<<<<
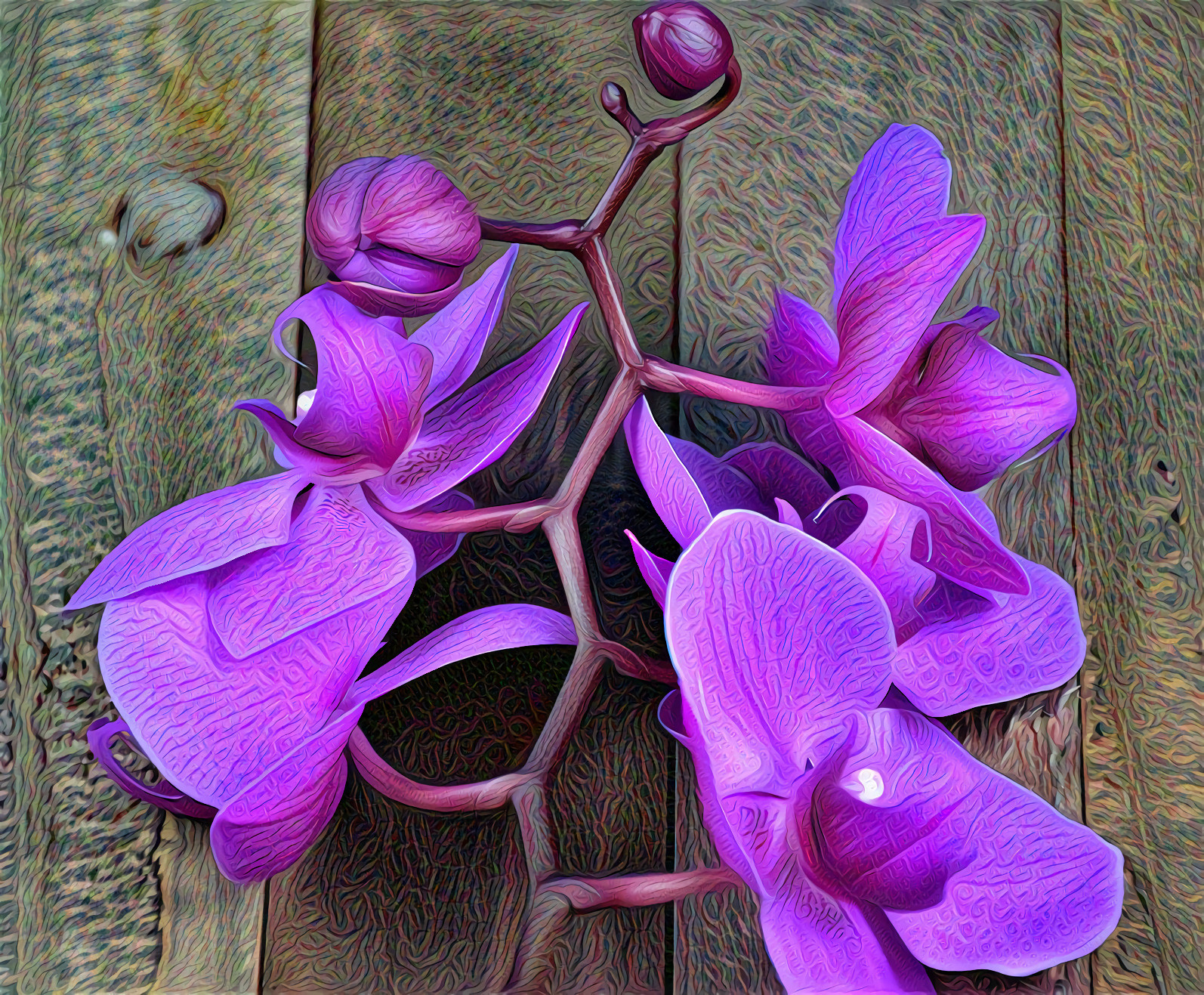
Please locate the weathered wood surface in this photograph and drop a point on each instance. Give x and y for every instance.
(403, 900)
(117, 383)
(762, 188)
(1135, 113)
>>>>
*Task description*
The copy you give must repeat each record character for character, but it must not include the pictures.

*Task response*
Please locate the weathered wood surface in this photograph and drop a point on each instance. Give x and y for every instance.
(403, 900)
(117, 383)
(762, 188)
(1135, 113)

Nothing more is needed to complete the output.